Aim of the exercise =
Every line in the records below that holds the word "image" is to be copied.

[Stored items]
********

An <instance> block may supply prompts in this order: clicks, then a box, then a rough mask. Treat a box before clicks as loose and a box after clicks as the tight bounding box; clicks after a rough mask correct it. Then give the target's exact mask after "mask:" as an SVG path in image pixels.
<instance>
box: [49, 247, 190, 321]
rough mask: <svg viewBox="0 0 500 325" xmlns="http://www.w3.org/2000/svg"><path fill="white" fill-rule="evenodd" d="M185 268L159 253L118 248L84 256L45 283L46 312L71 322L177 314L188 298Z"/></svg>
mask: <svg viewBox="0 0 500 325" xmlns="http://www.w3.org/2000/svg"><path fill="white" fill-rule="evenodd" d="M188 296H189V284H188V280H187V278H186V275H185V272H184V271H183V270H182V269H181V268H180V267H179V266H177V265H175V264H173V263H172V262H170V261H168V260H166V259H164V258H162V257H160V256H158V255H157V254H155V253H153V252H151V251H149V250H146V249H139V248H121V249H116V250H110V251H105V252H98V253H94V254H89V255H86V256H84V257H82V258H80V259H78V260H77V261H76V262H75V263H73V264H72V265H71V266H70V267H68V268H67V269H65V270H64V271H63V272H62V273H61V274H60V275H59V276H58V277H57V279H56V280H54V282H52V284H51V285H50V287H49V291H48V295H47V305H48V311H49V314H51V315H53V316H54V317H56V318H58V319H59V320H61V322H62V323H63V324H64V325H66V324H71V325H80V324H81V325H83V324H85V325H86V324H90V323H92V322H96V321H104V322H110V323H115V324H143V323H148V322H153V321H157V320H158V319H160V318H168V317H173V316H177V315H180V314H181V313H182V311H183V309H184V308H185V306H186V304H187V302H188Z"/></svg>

********

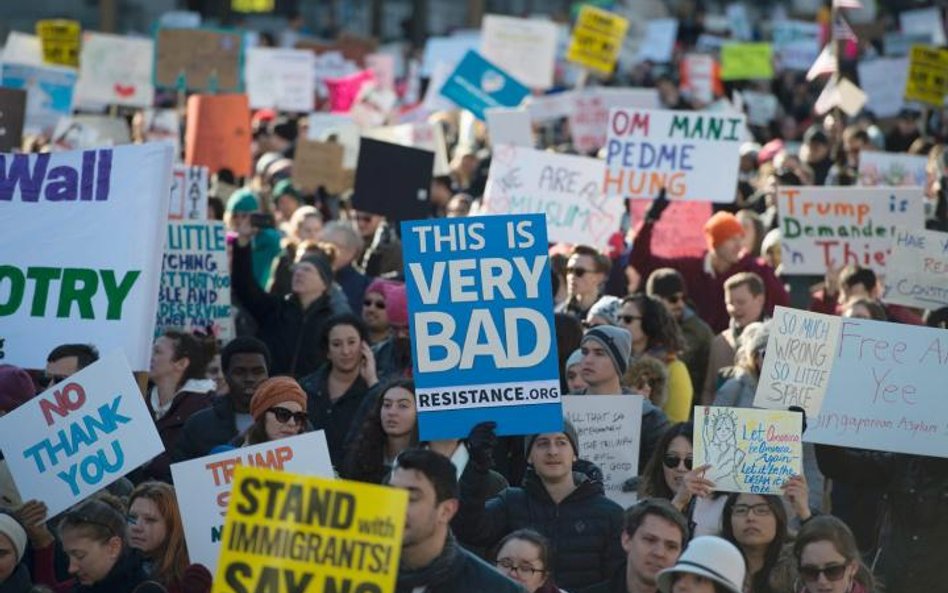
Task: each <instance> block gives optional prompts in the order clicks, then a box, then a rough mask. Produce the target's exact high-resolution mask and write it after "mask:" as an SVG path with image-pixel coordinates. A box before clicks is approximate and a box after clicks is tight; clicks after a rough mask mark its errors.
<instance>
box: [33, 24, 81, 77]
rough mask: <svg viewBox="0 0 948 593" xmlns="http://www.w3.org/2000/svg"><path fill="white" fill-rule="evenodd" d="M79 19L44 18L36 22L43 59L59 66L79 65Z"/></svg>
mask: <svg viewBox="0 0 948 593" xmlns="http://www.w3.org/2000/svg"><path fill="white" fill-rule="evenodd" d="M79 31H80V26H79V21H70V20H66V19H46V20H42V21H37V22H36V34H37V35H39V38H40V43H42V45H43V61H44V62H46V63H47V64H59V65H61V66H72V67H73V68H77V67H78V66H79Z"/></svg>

********

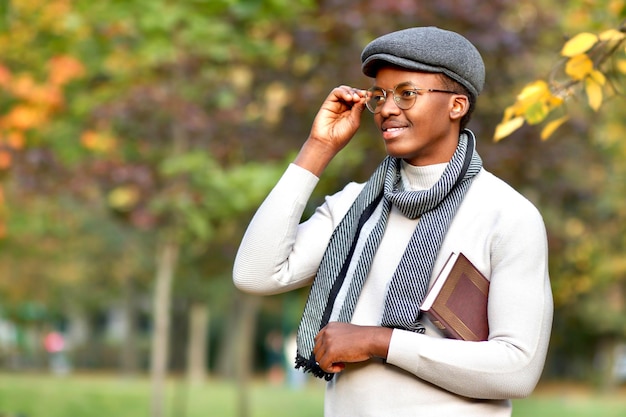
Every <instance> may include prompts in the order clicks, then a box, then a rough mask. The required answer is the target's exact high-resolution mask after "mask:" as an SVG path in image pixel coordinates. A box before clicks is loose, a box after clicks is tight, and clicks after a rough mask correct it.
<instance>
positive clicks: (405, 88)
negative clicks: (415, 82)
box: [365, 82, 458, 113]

********

Answer for the task =
An <instance> block may supply prompts in this order: clicks, then a box, then a rough mask. Treat a box before clicks as loose and a box after clicks as the tight bounding box; clicks after a rough mask correct it. Then give the target's exact mask after "mask:" as an SVG path in image pixels.
Task: each <instance> block gives optional prompts in the order clicks, then a box, then a rough mask. Produce the target's exact high-resolution mask and write it after "mask:" as an SVG path with image-pixel coordinates. A box before clicks is approximate and a box after clicks is tight; clicks after a rough mask mark its errors.
Every <instance> may include prompts in the order clicks, then a box, then a rough mask. The required answer is the target's exact high-resolution mask after "mask:" as an SVG path in image pixel coordinates. A box before clicks is loose, a box after clicks is tight, and clicks after a rough mask correct it.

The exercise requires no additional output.